▶ **Work instructions**
The records that follow need to be output exactly as they are.

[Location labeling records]
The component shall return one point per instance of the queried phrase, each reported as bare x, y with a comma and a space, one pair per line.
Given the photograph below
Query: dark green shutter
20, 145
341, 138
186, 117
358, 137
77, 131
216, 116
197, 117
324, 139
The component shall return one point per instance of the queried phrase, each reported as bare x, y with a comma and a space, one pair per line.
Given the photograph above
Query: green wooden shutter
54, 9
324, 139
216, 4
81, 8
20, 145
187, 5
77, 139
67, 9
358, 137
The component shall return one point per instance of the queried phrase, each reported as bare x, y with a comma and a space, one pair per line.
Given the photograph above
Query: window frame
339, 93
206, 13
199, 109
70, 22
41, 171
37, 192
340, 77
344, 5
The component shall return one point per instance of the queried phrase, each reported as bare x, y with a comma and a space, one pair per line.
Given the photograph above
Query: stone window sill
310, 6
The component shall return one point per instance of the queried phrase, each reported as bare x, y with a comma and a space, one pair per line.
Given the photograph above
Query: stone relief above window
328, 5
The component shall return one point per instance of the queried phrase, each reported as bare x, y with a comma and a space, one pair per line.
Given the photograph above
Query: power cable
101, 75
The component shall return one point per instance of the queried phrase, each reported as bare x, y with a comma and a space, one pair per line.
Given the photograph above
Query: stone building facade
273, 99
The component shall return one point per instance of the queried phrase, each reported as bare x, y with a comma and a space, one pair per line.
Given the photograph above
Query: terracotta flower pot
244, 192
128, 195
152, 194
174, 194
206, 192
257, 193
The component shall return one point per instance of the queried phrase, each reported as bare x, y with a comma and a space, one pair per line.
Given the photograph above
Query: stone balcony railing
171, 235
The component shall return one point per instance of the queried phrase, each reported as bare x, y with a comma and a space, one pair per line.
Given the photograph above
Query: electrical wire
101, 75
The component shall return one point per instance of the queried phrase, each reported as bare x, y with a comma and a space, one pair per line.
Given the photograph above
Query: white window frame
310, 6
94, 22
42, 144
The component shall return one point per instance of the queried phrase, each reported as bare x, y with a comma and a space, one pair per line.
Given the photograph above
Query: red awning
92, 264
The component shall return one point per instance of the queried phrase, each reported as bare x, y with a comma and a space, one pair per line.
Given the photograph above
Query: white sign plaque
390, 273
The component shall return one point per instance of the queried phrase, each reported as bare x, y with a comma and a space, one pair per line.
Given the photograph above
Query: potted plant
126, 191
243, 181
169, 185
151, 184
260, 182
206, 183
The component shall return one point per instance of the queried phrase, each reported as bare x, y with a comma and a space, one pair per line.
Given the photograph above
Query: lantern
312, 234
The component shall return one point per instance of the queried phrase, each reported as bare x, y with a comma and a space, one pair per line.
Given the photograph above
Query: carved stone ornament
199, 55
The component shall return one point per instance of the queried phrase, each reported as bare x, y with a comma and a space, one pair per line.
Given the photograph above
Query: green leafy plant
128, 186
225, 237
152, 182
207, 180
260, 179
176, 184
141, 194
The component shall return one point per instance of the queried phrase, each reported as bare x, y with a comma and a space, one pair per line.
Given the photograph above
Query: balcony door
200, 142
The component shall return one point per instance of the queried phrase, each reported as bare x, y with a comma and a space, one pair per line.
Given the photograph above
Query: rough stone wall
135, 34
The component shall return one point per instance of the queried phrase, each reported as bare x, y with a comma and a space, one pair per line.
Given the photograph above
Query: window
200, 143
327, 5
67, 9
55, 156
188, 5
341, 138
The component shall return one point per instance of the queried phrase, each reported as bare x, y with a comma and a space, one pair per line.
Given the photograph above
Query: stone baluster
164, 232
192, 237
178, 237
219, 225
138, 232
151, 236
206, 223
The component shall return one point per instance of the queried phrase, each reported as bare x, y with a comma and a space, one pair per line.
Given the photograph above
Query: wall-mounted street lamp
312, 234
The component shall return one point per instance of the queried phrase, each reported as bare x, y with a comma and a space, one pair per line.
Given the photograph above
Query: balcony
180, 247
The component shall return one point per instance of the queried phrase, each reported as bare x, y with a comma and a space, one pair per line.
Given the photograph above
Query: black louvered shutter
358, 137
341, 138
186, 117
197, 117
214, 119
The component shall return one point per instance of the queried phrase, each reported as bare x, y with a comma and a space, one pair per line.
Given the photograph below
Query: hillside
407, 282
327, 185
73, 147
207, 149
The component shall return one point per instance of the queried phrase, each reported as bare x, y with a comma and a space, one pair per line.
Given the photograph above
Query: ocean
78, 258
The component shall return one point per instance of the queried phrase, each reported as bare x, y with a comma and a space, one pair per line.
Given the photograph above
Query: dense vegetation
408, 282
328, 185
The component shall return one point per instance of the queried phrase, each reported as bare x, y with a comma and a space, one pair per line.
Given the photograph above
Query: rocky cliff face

▶ **Reply**
The component shall return one point per instance of the queried phrase, each reported as bare x, y with a comma and a space, one pair per line.
Given the photograph below
Query: dark green shutter
20, 145
341, 138
186, 117
358, 137
77, 131
216, 116
197, 117
324, 139
The component shall return one point per instance of the queried phrase, each reported as bare x, y with a comma and a space, one pair per line.
Given the photograph above
Query: green wooden shutter
54, 9
324, 139
216, 4
81, 8
20, 145
187, 5
77, 139
67, 9
358, 137
The component shall return one point per instance of the queried phrase, each reported as bare x, y with a comma and a space, one pair per line.
Given the photograph above
Query: window frame
339, 93
206, 13
199, 109
70, 22
41, 171
37, 192
340, 77
344, 5
The component shall return one point per instance of the queried phrase, each reported as bare x, y with a comma and a space, one pair per line.
Given the photograph above
Query: stone window sill
310, 6
The component shall return one point per instance of the queried phrase, each reported as bare x, y with a comma and a space, one pair per line.
Given the photograph above
Query: stone relief above window
328, 5
The component shall return one point per instance of the queried phrase, each reported as bare x, y with a comma and a space, one pair per line.
Given the photograph above
Query: power cable
101, 75
The component shall return one point per instance of the queried phrase, each reported as bare x, y with a comma and a space, one pair per line.
Given the photograph above
Query: stone building facade
273, 99
The component shall return one point per instance of the queried phrase, each reported as bare x, y with a comma and a space, one pair per line.
Given the photograph above
Query: terracotta flower pot
244, 192
128, 195
152, 194
174, 194
206, 192
257, 193
The component shall return one point per instance of the queried phrase, each reported as bare x, y with a comma and a space, one pair per line.
Given the photograph above
Query: stone balcony railing
171, 235
The component shall return one point per instance of the queried phrase, each reported as bare x, y with a comma and a space, one pair per line.
Given the photograph above
Query: electrical wire
101, 75
The component shall return one point per instance of the queried phrase, each reported as bare x, y with a comma and a space, one pair per line.
Given the photograph above
Query: white window frame
310, 6
94, 22
42, 144
The component shall return one point per instance of the queried phrase, each reported as bare x, y with a comma and a space, one pair per line.
Given the photograph above
Query: red awning
92, 264
The component shall return one point per instance of the queried phrase, each reported as bare x, y with a comma and a space, one pair per line.
Given the photograph above
Query: white sign plaque
390, 273
The component shall return one point per instance of the queried phrase, each reported as bare x, y with a comma and a space, one pair per line.
Given the photograph above
Query: potted plant
126, 191
243, 181
169, 185
151, 184
260, 182
206, 183
The component shall return one point per instance of the queried phrase, each reported as bare x, y with a comma and a space, one pair per line.
Given the photograph above
Query: lantern
312, 234
The component shall return one point per instance of the queried phrase, each reported as bare x, y with a comma and a space, one pair per line.
Given the photograph above
Query: carved stone ornament
199, 55
The component shall return one point per instance of the queried phrase, each reported as bare x, y with a comma and a space, one pair per line.
Given the photograph above
Query: green leafy plant
128, 186
225, 237
152, 182
207, 180
260, 179
176, 184
141, 194
The component shall return one point per instance of the queried phrase, each reported as bare x, y with a comma and a space, one pair per line.
Given the photograph above
Query: balcony door
200, 142
The component shall return one point per instance of the queried phrase, each reported as bare x, y with a comma and a space, one pair per line.
Given the photograph above
Query: rough stone wall
135, 34
The component shall return one point per instance of the queried phrase, each reported as bare x, y with a comma and a space, one pair per line.
Given the photograph above
Query: window
200, 143
327, 5
67, 9
55, 156
188, 5
341, 138
The component shall return one point per instance of the queried phrase, each reported as bare x, y with a comma and a space, one pair per line.
Given the photograph above
Query: stone baluster
164, 232
192, 237
178, 237
219, 225
138, 232
151, 236
206, 223
The component shall return one point per instance of the queried phrase, each reported as bare x, y with a comma and a space, one pair per line.
Given the photograph above
Query: wall-mounted street lamp
312, 234
The component shall return one point per instance of the queried phrase, each reported as bare x, y with a comma and a space, one pair per line.
Given the photograph above
Query: balcony
180, 247
The component shall return one point per instance of the queried phrase, each reported as bare x, y with a comma and a space, one pair per line.
Given the photograph above
Query: black louvered shutter
358, 137
341, 138
186, 117
197, 117
214, 119
The component shall return one point per instance of the queried phrase, each reported as bare x, y with a comma and a space, one pair per line.
Given the photograph below
Query: hillside
407, 282
327, 185
73, 147
207, 149
The component shall return one point per instance of the queried phrase, each reported as bare x, y with a comma and a space, one pair per line.
Given the photograph above
Query: ocean
78, 258
The component shall return one point per instance of the queried phrase, each reported as bare x, y with a comma and a space, one pair per line.
Given the photograph above
Query: dense vegetation
408, 282
328, 185
The component shall return one point per instance of the queried phrase, each reported as bare x, y with a comma and a space, one pair per line.
Given the photograph above
Query: rocky cliff face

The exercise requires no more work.